— start of Dataset entries —

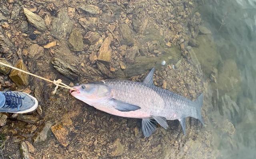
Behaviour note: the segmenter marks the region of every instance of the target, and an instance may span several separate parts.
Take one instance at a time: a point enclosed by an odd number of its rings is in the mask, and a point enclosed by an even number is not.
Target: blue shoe
[[[28,113],[35,110],[38,106],[37,100],[26,93],[0,91],[0,112]]]

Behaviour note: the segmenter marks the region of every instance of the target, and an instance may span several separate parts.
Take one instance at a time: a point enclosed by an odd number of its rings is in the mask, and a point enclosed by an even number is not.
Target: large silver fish
[[[96,108],[123,117],[142,119],[143,134],[150,136],[157,123],[165,129],[166,120],[178,119],[186,135],[185,118],[198,119],[203,124],[201,94],[192,101],[172,91],[156,87],[153,68],[143,83],[106,80],[81,84],[70,90],[72,95]]]

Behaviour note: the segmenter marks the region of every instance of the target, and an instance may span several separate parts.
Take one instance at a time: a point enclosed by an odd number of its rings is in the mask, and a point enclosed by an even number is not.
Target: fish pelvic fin
[[[155,68],[153,68],[149,72],[148,75],[144,79],[143,83],[146,84],[148,84],[150,85],[153,85],[153,76],[155,72],[156,69]]]
[[[183,134],[186,136],[186,118],[184,117],[182,119],[179,119],[179,121],[181,125],[181,127],[182,129]]]
[[[204,95],[203,93],[201,94],[194,101],[196,107],[197,112],[197,119],[201,122],[203,125],[204,125],[204,119],[202,116],[202,107],[203,106],[203,100],[204,99]]]

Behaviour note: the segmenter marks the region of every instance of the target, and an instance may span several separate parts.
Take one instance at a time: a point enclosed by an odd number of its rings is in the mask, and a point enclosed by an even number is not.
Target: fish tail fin
[[[203,105],[203,100],[204,99],[204,95],[203,93],[201,94],[197,98],[196,100],[194,101],[195,103],[196,107],[197,112],[197,119],[201,122],[202,124],[204,125],[204,119],[202,116],[201,109]]]

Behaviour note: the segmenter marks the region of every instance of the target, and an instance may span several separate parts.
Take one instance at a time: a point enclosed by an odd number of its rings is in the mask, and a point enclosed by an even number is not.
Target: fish
[[[108,113],[120,117],[142,119],[142,130],[150,136],[159,124],[164,129],[167,120],[179,120],[186,135],[186,118],[192,117],[204,125],[201,108],[202,93],[194,101],[163,89],[153,84],[153,68],[143,82],[123,80],[104,80],[72,87],[71,95]]]

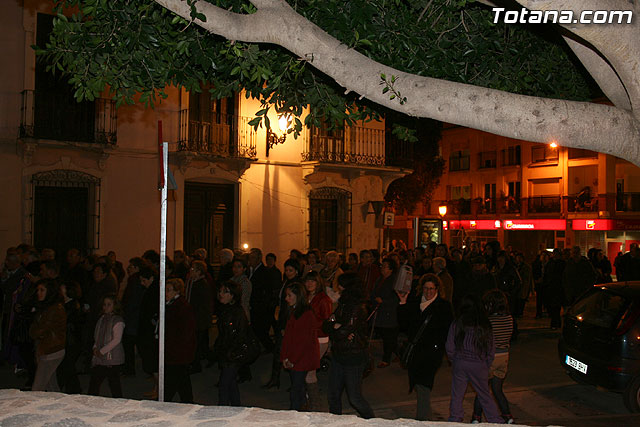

— end of Dataset entries —

- Set problem
Which lines of the records contain the string "fish"? Return each of them in full.

- Output below
Target: large silver fish
Target: fish pelvic fin
Target: fish tail fin
Target: fish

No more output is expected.